While antipsychotic medications can help reduce hallucinations and delusions associated with schizophrenia for some patients, the other two categories of symptoms often continue to significantly disable patients -- negative symptoms, such as apathy, lack of emotion and poor social functioning, and cognitive symptoms, which include memory impairment and difficulty concentrating and completing tasks.

"If replicated through further research, pregnenolone could provide a novel treatment for the cognitive and negative symptoms in schizophrenia, which severely impact the daily lives of patients," says Christine Marx, MD, MA, lead author of the study and associate professor of psychiatry.

"Antipsychotic medications are the only FDA approved treatments for schizophrenia but the effects are typically modest and do not address the fundamental core of the disorder," says Richard Keefe, PhD, study co-author and professor of medical psychology.

Prior research had found that pregnenolone enhanced learning and memory in rodents while also influencing the function of brain receptors associated with schizophrenia. Pregnenolone is present in varying levels in humans but not much was known about how it was regulated.

The new study included 21 people with schizophrenia or schizoaffective disorder who took a placebo for two weeks and were then randomly assigned to take pregnenolone or placebo for eight weeks in conjunction with a newer antipsychotic medication (aripiprazole, olanzapine, quetiapine or risperidone).

Compared to patients taking placebo, the pregnenolone group reported a significant reduction in negative symptoms. Increases in this neurosteroid also predicted improvement in cognitive symptoms in the group receiving pregnenolone.

Patients taking pregnenolone had more than 20 percent improvement on a test used to calculate negative symptoms compared to the placebo group. Tests used to assess cognitive impairment point to improvements in the pregnenolone group. Patients with the lowest natural levels of the neurosteroid reported the most significant improvements on memory and concentration tasks.

"While pregnenolone is available as a dietary supplement, there have been extremely few studies of this compound in the last 50 years," Marx explains. The researchers caution that the pregnenolone used in the study was carefully monitored and met FDA standards for purity, unlike supplements available over the counter.

"Further research is needed among a larger cohort of patients to confirm the findings we observed, but we are encouraged because pregnenolone was well tolerated and improved symptoms that we have not traditionally been able to treat," Keefe adds.

"Drug development for mental health disorders has been moving at a glacial pace and we are in desperate need of new and novel treatments," said Jeffrey A. Lieberman, MD, study co-author and chair of the Department of Psychiatry at Columbia University Medical Center and director of the New York State Psychiatric Institute. "This small, proof of concept study represents a potentially major advance."

Researchers said that larger studies are planned to further investigate pregnenolone's effects on schizophrenia, in addition to pilot studies in other conditions such as traumatic brain injury and post-traumatic stress disorder.

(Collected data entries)
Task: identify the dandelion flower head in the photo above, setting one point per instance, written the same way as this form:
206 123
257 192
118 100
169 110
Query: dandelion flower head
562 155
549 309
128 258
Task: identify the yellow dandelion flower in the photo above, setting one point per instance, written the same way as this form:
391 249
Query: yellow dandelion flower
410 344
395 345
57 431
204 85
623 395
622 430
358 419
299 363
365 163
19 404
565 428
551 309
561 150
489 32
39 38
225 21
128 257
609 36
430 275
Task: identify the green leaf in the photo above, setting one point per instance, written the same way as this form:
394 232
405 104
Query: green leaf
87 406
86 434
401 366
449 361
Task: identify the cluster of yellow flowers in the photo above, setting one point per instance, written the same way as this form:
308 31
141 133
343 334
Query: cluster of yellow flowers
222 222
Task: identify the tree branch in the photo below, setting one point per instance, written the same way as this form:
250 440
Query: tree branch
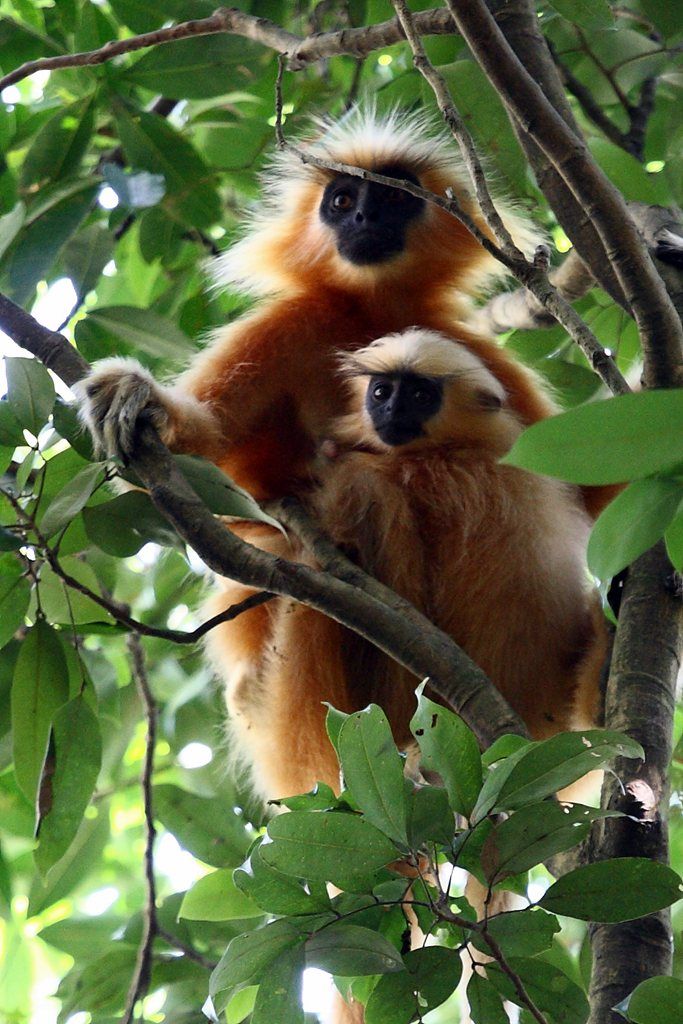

• Required actions:
[a] Translate this sentence from the pregnenolone article into Spanish: "Pregnenolone is present in varying levels in humans but not much was known about how it was regulated."
[b] Please duplicate the part of the pregnenolone article that opens with the words containing "Researchers said that" and closes with "post-traumatic stress disorder.".
[c] Summarize the pregnenolone article in two sentences.
These records were drawn from a separate source.

• Numbered answers:
[a] La pregnenolona está presente en niveles variables en los seres humanos, pero no se sabía mucho sobre cómo se regulaba.

[b]
Researchers said that larger studies are planned to further investigate pregnenolone's effects on schizophrenia, in addition to pilot studies in other conditions such as traumatic brain injury and post-traumatic stress disorder.

[c] In a study of 21 people with schizophrenia or schizoaffective disorder who were also taking a newer antipsychotic, those given pregnenolone for eight weeks reported a significant reduction in negative symptoms compared with placebo, and increases in the neurosteroid predicted improvement in cognitive symptoms. The researchers say pregnenolone was well tolerated but that larger studies are needed to confirm the findings, and such studies are planned.